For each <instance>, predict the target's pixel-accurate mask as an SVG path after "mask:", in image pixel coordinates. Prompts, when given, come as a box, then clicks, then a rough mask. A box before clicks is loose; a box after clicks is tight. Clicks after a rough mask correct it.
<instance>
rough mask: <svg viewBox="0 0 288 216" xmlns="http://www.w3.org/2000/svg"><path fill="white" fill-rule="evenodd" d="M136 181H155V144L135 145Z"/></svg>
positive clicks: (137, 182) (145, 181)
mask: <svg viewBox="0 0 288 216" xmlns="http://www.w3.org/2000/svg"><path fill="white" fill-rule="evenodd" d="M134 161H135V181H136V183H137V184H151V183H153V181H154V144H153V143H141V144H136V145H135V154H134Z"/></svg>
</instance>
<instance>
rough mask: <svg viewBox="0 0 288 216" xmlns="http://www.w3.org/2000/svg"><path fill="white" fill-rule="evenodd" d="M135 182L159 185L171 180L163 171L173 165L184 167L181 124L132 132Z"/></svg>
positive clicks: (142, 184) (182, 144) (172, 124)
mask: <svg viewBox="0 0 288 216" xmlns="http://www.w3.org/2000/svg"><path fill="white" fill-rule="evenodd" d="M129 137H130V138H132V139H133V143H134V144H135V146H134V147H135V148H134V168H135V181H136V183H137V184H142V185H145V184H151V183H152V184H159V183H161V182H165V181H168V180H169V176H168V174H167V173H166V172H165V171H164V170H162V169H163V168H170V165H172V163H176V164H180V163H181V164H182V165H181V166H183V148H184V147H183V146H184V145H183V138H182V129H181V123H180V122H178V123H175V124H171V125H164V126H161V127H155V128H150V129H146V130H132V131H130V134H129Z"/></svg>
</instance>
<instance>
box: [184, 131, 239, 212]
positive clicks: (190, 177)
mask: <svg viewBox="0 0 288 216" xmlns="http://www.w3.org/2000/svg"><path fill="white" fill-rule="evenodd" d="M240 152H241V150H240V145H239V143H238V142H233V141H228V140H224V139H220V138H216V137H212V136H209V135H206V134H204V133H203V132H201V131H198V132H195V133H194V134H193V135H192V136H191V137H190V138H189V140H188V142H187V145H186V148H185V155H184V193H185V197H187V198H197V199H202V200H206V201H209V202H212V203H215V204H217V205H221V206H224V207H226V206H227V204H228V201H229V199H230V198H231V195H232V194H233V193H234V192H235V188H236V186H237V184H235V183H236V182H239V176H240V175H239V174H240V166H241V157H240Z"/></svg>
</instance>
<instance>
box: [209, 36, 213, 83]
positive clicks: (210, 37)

━━━━━━

### Task item
Would you transcribe, exactly, the lines running from the one that contains "box: [184, 131, 239, 212]" through the final line of the listing above? Include both ends and nothing else.

### Answer space
box: [184, 131, 239, 212]
positive clicks: (190, 177)
mask: <svg viewBox="0 0 288 216" xmlns="http://www.w3.org/2000/svg"><path fill="white" fill-rule="evenodd" d="M240 152H241V150H240V145H239V143H238V142H233V141H228V140H224V139H220V138H216V137H212V136H209V135H206V134H204V133H203V132H201V131H198V132H195V133H194V134H193V135H192V136H191V137H190V138H189V140H188V142H187V145H186V148H185V155H184V193H185V197H187V198H197V199H202V200H206V201H209V202H212V203H215V204H217V205H221V206H224V207H226V206H227V204H228V201H229V199H230V198H231V195H232V194H233V193H234V192H235V188H236V186H237V184H235V183H236V182H239V176H240V175H239V174H240V166H241V157H240Z"/></svg>
</instance>
<instance>
box: [209, 36, 213, 83]
positive clicks: (210, 37)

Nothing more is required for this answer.